**Your objective:**
Find the number of lines containing the string "brown" in the data. Answer with the number by itself.

-------------------------

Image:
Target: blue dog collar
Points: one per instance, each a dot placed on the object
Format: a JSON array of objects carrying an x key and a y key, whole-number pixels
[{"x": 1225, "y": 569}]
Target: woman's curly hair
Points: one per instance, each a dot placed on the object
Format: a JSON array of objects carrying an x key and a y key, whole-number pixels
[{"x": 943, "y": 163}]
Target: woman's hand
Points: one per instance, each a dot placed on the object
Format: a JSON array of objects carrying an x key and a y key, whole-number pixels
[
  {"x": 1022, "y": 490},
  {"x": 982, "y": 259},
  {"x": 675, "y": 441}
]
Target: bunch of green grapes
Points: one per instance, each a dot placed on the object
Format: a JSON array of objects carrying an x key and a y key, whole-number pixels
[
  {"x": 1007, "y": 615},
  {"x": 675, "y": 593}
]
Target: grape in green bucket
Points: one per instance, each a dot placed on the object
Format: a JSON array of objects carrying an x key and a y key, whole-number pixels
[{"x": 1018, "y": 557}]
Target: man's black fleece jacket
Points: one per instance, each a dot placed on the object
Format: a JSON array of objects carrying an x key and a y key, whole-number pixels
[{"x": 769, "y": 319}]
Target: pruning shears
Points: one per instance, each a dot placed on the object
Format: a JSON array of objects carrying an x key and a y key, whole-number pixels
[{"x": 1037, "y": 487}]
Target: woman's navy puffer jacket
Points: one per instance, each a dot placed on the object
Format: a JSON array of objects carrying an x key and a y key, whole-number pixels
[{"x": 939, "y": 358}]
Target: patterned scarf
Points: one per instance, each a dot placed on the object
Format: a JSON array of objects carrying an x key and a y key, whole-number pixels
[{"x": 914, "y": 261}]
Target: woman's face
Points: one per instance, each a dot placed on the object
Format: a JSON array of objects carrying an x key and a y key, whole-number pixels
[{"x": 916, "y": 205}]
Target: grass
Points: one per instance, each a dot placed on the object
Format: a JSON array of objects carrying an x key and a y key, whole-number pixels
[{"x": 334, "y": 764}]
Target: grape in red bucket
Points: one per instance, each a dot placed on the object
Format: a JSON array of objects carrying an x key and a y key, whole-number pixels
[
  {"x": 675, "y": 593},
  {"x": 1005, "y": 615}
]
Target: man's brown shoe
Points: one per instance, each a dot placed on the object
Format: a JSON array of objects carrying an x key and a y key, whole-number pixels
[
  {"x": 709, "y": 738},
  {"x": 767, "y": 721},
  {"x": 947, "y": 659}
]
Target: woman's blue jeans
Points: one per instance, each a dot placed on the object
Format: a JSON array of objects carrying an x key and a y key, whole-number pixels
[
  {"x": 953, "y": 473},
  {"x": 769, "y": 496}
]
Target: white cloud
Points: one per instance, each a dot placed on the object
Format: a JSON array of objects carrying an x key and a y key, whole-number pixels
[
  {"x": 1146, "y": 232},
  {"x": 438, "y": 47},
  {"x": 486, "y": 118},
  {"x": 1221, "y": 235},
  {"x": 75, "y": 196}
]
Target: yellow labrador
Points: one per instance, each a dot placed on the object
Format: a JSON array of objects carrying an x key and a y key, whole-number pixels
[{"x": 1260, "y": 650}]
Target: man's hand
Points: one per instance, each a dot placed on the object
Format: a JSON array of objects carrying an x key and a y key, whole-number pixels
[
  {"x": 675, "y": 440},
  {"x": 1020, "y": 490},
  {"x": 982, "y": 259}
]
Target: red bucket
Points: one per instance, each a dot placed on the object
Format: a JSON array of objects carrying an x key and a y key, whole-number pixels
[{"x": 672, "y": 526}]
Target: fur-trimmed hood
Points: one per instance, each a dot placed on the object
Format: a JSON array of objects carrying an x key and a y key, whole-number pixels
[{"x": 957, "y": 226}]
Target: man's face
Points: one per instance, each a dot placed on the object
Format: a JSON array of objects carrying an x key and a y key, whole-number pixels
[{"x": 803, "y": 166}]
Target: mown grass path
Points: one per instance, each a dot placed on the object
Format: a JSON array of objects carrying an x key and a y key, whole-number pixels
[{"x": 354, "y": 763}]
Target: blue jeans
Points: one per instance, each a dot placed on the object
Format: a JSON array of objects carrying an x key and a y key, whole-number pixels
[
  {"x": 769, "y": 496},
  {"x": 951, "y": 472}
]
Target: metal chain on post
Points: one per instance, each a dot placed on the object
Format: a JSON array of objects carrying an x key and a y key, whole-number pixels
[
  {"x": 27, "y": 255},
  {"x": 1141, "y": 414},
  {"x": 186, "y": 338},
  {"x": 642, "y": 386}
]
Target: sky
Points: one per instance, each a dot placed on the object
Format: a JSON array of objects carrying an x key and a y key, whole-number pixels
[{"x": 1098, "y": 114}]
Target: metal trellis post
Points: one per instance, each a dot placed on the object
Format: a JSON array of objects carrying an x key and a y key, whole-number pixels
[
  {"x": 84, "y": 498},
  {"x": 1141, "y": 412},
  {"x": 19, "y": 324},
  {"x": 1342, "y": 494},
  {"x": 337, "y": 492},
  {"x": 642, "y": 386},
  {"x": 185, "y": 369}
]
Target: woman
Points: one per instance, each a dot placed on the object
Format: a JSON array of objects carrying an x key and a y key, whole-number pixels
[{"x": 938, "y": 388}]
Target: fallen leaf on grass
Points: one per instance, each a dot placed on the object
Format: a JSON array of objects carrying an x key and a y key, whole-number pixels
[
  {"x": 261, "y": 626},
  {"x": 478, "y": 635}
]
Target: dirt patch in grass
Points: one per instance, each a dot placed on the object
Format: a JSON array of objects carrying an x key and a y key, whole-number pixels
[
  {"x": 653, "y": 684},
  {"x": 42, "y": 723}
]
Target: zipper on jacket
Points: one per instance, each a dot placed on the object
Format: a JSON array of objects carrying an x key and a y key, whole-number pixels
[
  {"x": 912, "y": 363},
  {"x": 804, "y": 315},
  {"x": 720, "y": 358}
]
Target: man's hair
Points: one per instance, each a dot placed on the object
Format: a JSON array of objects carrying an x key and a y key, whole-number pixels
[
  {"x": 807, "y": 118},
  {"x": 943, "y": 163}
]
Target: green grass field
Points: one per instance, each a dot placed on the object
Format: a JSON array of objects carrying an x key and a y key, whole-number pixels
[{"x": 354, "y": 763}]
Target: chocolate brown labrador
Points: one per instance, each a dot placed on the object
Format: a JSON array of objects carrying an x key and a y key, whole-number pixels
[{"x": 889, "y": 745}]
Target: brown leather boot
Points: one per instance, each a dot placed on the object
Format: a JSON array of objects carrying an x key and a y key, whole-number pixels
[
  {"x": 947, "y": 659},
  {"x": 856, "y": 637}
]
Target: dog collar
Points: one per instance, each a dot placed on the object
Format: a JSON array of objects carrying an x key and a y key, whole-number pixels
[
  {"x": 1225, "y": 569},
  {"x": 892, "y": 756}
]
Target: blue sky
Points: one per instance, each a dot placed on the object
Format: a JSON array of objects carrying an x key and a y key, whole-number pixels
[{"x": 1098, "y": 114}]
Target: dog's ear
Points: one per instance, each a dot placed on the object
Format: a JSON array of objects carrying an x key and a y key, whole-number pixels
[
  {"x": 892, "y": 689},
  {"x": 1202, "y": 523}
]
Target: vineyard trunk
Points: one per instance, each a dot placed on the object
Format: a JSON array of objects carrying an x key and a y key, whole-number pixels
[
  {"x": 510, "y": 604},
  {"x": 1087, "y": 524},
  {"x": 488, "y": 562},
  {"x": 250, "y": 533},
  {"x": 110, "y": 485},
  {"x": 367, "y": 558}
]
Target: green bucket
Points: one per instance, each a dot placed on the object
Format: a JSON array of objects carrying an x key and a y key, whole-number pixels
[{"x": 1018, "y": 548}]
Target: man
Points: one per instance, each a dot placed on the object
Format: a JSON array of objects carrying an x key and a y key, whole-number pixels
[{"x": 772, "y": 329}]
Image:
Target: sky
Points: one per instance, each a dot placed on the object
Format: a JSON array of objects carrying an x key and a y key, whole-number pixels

-------------------------

**Output for this exercise:**
3